## Text section
== Segment start ==

Tuesday, April 23, 2013

Where for art thou?


As you can see from the image above, a lack of writing does not denote a lack of supping. That lovely little trundled up and stuffed rainbow trout was positively smashing. I served it with some lemony arugula and some lightly pickled cucumbers and chilies last night.

Indeed, where have I been? My online writing has often, or perhaps, entirely, been a meditation of the 'self'; an outlet in which I can write about the things I love. Writing, some might suggest, is a cathartic exercise. What other reason is there to write?

Unfortunately, my day-to-day work has resulted in reams of writing about things that don't interest me (and likely won't interest you), but instead, this writing allows me to pay my mortgage. In fact at this moment, writing this post is preventing me from finishing this 'other' work.  Likely the only audiences of the majority of these 'other' things I write are a small group of people looking for answers in the business and media world (and I appreciate them hiring me). Published? Not likely. Unless you count annual reports for Crown Corporations which may be registered in the National Library but are certainly nothing to get excited about. Okay, I must be at least a little proud of that or I wouldn't be crowing about here in an artlessly passive way.  

However, given the possibility that someone, somewhere in the great digital ether might read these small dispatches about my cooking...now this, this provides me with at least enough wherewithal to write with a sense of artistic discipline (however small). This is the kind of writing where one can set a scene, determine a subject and whimsically create a conflict. Well, perhaps it's not that involved, but it must be said that a research report about television viewing habits is not likely to include the word azure. I love the world azure.

So as I was saying, the writing aspect of food has been a wonderfully therapeutic, albeit self-involved project that has helped keep my head clear and prevent me from doing something rash, say like attempting to butcher an entire lamb down to its primal cuts on my dining room table.

Yet, the last several weeks have seen sea changes in my potential future. Sea changes that make me realize, there is one thing that I like to do more than write, and that is to cook (and I enjoy the irony that the term 'sea change' is derived from Shakespeare's The Tempest---certainly a gentleman who knew how to write).

I am the precise polar opposite of another writer, Gabrielle Hamilton, author of the most excellent memoir, Blood, Bones and Butter (and 'no', I don't dare compare myself to her on the level of writing skill - she is veritable Wordsworth in chef's whites, I am a data analyst faking it in on a blog).
 
In her case, she cooks in her highly acclaimed New York boite, Prune. However, what she wants to be known for is her writing. She finds it peculiar that the pop culture tide has come ashore in the restaurant industry. Why are chefs becoming celebrities? She wonders. She has suggested that she sees herself as an author first and as a chef second. At this very moment, I see myself as a cook first and a writer...well, somewhere far down the list. Sure I can string some words together, but Gabrielle Hamilton writes prose that bloody well sings to me. Her narratives are tight as drum, she uses such economy with her words that nothing feels superfluous, and yet her phrasing transports me. I am moved by her description and detail. She has a talent that I so greatly admire.

== Segment end ==

## Activity list
**A)** List the foods named in the blog post's paragraph that begins "As you can see from the image above."
**B)** Condense the blog post's paragraph beginning "In her case, she cooks" into a short bulleted list that keeps its main facts.

[Stored data entries]
== Segment start ==

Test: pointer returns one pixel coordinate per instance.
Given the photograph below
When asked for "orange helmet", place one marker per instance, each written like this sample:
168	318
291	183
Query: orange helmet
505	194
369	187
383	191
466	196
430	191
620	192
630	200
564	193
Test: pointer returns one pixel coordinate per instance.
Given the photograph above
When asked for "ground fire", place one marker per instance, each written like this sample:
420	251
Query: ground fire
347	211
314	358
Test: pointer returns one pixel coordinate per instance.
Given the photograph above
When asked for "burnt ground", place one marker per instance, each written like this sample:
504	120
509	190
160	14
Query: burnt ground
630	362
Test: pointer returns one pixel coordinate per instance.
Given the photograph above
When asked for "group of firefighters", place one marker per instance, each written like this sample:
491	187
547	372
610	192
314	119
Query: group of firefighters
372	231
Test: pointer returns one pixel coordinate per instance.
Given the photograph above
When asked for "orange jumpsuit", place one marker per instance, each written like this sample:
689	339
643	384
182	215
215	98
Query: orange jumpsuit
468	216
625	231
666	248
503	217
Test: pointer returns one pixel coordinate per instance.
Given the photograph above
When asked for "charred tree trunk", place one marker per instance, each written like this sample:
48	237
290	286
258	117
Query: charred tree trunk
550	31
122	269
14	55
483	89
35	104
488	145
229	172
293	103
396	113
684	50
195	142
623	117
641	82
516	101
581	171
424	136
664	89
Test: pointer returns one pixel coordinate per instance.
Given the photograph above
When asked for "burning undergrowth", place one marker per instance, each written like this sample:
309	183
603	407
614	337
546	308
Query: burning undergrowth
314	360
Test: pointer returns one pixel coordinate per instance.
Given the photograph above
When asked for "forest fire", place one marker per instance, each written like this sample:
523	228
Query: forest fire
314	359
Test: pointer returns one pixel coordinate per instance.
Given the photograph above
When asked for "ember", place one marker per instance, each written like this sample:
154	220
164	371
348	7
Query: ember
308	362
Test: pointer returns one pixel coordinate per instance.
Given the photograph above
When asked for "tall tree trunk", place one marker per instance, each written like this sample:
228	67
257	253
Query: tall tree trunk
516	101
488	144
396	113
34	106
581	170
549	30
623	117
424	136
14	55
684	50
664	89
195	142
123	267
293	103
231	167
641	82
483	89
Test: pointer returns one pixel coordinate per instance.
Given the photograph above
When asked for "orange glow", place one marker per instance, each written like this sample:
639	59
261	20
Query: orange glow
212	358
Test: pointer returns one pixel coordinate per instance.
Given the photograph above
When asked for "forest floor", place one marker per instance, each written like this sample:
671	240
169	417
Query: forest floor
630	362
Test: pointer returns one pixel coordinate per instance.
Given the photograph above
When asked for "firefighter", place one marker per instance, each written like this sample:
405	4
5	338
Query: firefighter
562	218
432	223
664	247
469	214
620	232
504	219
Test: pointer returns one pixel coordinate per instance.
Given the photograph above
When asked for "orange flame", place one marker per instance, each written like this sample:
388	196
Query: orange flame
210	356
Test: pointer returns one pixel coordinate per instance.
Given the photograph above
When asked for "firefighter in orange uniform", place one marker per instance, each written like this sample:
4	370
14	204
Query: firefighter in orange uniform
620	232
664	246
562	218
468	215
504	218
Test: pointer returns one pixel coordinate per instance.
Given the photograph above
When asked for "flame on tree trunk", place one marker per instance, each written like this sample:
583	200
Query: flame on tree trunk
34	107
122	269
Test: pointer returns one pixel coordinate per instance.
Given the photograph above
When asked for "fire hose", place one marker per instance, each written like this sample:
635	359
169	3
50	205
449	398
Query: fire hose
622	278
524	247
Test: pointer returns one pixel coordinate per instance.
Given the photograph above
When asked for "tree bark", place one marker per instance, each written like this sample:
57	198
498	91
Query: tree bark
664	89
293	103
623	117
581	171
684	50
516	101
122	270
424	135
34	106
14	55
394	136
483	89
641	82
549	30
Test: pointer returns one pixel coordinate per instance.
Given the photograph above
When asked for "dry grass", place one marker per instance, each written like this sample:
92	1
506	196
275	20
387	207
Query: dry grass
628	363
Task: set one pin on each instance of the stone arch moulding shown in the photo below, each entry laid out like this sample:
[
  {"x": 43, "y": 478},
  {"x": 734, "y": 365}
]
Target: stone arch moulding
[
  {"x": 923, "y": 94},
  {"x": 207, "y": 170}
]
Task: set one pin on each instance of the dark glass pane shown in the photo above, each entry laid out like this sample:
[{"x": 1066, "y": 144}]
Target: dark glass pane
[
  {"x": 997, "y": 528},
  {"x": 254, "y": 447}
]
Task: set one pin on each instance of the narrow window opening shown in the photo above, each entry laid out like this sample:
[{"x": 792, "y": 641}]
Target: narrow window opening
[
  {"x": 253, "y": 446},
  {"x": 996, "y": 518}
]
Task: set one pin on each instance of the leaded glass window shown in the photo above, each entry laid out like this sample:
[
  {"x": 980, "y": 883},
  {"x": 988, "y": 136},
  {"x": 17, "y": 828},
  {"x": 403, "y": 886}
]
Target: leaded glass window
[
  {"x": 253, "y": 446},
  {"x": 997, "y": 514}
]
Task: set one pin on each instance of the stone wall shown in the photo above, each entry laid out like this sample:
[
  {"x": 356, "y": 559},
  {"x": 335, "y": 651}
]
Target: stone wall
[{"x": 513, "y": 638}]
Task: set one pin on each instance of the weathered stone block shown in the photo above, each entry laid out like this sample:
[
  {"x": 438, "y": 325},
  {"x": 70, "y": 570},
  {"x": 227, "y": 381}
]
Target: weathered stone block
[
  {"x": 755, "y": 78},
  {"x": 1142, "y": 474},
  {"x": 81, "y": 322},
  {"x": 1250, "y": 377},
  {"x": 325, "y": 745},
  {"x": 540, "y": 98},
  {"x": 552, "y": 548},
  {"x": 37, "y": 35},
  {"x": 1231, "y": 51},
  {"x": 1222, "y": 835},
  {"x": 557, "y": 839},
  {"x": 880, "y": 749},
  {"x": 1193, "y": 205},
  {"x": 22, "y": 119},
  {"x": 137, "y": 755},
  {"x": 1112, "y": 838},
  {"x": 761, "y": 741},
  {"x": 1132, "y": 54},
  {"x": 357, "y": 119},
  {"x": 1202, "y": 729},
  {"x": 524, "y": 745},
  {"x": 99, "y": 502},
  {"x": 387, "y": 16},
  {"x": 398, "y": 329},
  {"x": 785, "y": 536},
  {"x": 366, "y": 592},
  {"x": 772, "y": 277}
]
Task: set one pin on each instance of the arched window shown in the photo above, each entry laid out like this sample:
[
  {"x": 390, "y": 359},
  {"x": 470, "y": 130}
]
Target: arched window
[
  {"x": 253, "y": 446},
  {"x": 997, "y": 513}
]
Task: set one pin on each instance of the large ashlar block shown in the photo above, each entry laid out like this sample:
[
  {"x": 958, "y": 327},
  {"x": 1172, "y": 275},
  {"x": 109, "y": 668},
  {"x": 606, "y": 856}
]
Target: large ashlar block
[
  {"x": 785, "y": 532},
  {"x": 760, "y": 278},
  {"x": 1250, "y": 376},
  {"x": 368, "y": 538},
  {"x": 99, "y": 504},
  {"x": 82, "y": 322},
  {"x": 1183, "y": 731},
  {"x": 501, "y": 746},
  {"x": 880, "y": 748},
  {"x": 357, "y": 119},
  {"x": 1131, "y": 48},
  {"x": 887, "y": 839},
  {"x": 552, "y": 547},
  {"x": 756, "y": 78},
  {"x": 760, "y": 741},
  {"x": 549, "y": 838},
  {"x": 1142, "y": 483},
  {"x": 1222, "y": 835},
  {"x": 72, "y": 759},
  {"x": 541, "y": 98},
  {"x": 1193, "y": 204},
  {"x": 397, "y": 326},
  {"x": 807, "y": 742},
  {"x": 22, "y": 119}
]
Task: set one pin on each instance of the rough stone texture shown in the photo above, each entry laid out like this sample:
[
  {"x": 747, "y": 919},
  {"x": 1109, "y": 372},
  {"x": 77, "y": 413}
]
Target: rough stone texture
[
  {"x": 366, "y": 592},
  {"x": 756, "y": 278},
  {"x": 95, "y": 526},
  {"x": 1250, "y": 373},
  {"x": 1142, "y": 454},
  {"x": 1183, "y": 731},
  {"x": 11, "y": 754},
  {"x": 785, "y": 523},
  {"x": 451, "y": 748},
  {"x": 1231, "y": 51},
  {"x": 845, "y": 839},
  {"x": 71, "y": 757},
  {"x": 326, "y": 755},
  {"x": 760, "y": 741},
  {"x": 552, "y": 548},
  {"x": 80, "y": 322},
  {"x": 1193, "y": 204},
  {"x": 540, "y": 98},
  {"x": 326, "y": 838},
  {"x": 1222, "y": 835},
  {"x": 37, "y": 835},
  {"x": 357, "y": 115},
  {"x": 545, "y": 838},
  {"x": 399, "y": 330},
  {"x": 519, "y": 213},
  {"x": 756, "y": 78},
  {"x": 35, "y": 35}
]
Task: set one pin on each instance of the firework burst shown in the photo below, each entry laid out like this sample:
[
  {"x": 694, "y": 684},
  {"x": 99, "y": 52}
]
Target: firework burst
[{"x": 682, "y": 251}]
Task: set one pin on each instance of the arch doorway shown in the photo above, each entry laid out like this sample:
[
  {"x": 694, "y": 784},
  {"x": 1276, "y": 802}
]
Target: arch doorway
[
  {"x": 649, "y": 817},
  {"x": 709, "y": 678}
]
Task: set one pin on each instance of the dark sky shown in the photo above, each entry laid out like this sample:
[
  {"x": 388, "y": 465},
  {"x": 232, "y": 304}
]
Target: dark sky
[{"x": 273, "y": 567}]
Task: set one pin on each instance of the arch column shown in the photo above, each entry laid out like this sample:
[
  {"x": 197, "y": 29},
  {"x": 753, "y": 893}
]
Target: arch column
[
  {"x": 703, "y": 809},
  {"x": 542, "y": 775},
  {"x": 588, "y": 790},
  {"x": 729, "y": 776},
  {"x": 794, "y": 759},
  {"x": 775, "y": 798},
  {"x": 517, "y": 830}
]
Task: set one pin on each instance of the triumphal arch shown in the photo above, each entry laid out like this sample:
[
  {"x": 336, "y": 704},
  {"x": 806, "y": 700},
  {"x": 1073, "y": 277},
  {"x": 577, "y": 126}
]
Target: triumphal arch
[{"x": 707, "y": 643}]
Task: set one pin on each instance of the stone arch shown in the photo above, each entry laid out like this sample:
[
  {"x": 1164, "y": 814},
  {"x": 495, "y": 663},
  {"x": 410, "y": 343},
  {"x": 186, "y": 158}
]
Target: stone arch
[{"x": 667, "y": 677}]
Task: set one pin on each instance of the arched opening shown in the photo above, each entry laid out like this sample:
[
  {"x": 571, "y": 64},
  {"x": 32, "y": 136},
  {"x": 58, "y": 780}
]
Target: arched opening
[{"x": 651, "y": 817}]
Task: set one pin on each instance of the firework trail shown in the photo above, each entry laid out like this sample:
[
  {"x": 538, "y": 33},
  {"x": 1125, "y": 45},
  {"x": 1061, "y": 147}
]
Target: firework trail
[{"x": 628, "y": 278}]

== Segment end ==

## Exercise results
**A)**
- Rainbow trout (trundled up and stuffed)
- Lemony arugula
- Lightly pickled cucumbers
- Chilies

**B)**
- Gabrielle Hamilton cooks at Prune, her highly acclaimed New York restaurant, but wants to be known for her writing.
- She finds it odd that pop culture has reached the restaurant industry, and she wonders why chefs are becoming celebrities.
- She has suggested that she sees herself as an author first and a chef second.
- The blogger, by contrast, currently puts cooking first and writing far down the list.
- The blogger greatly admires her prose. It is tight and economical, nothing in it feels superfluous, and its phrasing, description and detail are moving.